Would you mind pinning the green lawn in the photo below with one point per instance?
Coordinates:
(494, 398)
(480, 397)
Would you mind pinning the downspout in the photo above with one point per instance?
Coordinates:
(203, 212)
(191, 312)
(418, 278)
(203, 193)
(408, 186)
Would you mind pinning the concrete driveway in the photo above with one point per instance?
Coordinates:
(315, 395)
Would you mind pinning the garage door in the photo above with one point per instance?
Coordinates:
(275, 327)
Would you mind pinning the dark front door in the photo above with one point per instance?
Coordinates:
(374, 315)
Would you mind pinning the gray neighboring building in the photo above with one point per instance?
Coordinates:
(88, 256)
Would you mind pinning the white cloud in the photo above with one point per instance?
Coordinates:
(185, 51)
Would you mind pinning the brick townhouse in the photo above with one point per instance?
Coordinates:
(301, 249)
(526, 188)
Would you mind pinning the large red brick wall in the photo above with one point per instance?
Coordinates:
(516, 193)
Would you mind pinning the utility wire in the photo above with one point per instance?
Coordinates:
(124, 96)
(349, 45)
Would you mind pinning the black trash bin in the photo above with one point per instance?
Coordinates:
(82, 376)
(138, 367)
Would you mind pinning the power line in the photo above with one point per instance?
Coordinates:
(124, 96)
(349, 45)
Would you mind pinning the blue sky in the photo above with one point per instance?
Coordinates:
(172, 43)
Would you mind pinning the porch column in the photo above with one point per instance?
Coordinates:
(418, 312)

==========

TASK — Print the records above exactly as they appear.

OUTPUT BELOW —
Would you mind pinning the green lawn in the photo below with one point per instance?
Coordinates:
(494, 398)
(480, 397)
Would you mind pinning the downspout in the photo above with one point per instance?
Coordinates:
(203, 212)
(191, 312)
(418, 278)
(203, 193)
(408, 186)
Would you mind pinning the concrete driveway in the photo above with one point per instance?
Coordinates:
(315, 395)
Would you mind pinning the garage door in the photo above with one point per instance?
Coordinates:
(275, 327)
Would you mind pinning the dark front door in the photo above with one point per instance?
Coordinates:
(374, 315)
Would you mind pinning the gray neighboring building in the photo above with one point per instance?
Coordinates:
(88, 256)
Would you mind pinning the white cloud in the photo above with one point per instance?
Coordinates:
(185, 51)
Would you mind pinning the brick townhouse in the photo above with one point per instance?
Coordinates:
(301, 249)
(526, 188)
Would you mind pinning the large red brick wall in the photo above with one point per instance?
Coordinates:
(516, 193)
Would you mind pinning the utility wire in the photo above with one point per instance?
Coordinates:
(124, 96)
(349, 45)
Would you mind pinning the black trash bin in the photo above with one point per instance?
Coordinates:
(82, 376)
(138, 367)
Would you mind pinning the power line in the photo above with one point per instance?
Coordinates:
(124, 96)
(349, 45)
Would you mind pinning the blue sky in the photo above with one point per instance?
Coordinates:
(172, 43)
Would you mind pinning the porch column in the photo above with one point per instance?
Coordinates:
(418, 312)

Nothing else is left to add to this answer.